YOUR ASSIGNMENT
Please read the naloxone text below and state what each kit contains.

START SELECTED TEXT

Yake, who was a board member of the group he now leads, said he'd received training to use naloxone about seven months before that nerve-wracking incident when fentanyl was becoming a culprit in a growing number of overdose deaths.
Yake said the overdose crisis means anyone who knows an illicit drug user should also know how to use naloxone.
The Mental Health and Addictions Ministry says 114,170 kits have been distributed since 2012 through pharmacies, public health units and community agencies that work with drug users.
“I kept thinking, 'What if we didn't have it?' ” Yake said. “And just the feeling that somebody's life was in my hands.”
British Columbia's largest health authority is also urging people to ensure they know how to use naloxone.
Dr. Aamir Bharmal, medical health officer of Fraser Health, said family members or friends of someone who uses illicit opioids may have picked up a naloxone kit but they need to practise how to administer the potentially life-saving drug.
Nearly 62,000 kits were handed out last year alone, when 1,450 people in B.C. fatally overdosed on opioids, such as heroin, fentanyl and oxycodone.
The kits include three one-milligram ampules of the medication, along with a syringe and a breathing mask to provide an overdose victim with breaths if they are unresponsive.
“People may have received a kit or picked up a kit months or even years ago and they may not have had an opportunity to use it,” Bharmal said. “Just like we do for first aid or for fire drills, we want to make sure people have a refresher so they know what to do.”

END SELECTED TEXT
START DATA UNDER STUDY

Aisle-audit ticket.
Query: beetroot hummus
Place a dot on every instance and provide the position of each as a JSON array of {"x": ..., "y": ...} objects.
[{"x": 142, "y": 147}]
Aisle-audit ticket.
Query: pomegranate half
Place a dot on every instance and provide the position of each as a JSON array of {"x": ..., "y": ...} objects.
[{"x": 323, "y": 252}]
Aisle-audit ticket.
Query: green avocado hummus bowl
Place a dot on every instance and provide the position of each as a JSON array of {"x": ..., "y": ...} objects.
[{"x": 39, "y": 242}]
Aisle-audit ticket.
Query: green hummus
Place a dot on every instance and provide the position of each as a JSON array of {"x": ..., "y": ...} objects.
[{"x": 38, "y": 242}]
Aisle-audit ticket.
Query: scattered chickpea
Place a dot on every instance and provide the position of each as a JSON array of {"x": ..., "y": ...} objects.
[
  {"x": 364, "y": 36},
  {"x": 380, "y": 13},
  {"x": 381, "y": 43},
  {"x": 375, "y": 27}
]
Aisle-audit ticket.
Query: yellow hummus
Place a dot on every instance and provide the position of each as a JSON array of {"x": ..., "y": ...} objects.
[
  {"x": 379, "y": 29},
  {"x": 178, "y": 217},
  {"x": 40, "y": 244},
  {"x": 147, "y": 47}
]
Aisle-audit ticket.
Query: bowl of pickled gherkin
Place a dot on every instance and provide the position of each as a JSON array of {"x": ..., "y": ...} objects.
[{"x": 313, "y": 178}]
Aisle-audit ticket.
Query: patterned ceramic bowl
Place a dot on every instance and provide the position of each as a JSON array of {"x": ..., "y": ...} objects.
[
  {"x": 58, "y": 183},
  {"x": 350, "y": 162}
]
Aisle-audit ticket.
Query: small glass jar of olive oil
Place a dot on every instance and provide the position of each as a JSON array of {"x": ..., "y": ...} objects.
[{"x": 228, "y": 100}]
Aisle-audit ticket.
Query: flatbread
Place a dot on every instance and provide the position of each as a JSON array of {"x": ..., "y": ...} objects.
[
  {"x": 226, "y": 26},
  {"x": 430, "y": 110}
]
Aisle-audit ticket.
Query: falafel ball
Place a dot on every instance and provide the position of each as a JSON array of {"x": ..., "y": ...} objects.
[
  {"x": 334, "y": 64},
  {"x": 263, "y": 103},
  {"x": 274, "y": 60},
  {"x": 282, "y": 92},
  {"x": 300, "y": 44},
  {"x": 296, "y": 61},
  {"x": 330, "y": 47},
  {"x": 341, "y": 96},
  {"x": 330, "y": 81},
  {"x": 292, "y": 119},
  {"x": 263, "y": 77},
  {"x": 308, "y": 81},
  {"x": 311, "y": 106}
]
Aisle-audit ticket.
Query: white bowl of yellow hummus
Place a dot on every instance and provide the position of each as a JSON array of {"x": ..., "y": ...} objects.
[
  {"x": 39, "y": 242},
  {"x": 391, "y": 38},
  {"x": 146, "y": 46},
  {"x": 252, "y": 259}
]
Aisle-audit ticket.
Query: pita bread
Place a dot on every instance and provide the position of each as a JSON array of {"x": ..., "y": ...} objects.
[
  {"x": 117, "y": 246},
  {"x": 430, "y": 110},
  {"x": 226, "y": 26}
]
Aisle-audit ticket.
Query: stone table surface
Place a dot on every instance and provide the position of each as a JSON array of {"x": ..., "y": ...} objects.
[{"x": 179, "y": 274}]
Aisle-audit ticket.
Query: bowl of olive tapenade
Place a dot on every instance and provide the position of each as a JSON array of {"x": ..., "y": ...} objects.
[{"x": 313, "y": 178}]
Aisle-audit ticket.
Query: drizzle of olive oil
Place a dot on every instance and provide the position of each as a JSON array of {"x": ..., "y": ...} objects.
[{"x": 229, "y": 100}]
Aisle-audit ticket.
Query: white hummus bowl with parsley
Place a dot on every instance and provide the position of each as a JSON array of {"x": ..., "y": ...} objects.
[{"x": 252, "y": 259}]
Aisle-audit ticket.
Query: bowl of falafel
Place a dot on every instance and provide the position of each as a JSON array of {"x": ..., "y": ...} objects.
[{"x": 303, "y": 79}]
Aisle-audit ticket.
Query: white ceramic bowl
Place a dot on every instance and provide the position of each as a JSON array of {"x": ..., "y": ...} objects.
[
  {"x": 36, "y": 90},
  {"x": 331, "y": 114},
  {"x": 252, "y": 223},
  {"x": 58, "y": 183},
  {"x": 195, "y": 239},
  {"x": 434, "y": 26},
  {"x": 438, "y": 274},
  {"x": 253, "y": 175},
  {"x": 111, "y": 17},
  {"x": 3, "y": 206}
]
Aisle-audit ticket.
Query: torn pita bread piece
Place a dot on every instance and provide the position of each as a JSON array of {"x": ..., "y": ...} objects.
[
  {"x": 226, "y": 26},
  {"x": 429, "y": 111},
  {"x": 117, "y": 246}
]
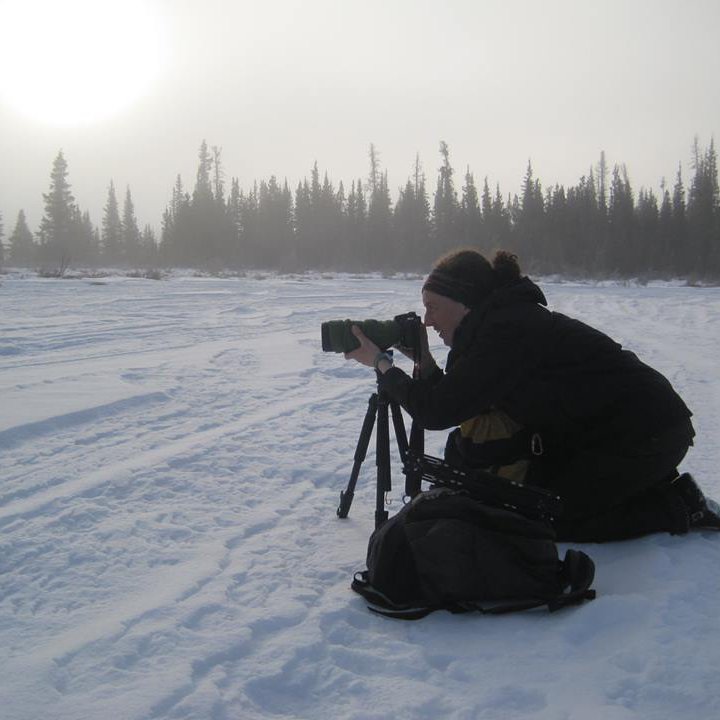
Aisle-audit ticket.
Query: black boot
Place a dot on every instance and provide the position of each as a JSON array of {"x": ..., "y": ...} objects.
[{"x": 703, "y": 513}]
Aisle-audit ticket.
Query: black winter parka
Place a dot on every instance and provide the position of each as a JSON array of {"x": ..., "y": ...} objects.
[{"x": 555, "y": 375}]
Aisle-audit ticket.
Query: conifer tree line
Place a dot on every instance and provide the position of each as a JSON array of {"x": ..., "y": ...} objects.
[{"x": 597, "y": 228}]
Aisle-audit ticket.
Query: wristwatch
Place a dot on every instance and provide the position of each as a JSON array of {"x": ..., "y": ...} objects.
[{"x": 381, "y": 356}]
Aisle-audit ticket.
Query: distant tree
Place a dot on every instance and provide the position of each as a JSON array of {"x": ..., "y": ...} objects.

END DATA UNDER STUDY

EXERCISE RESPONSE
Three one-milligram ampules of the medication, a syringe and a breathing mask.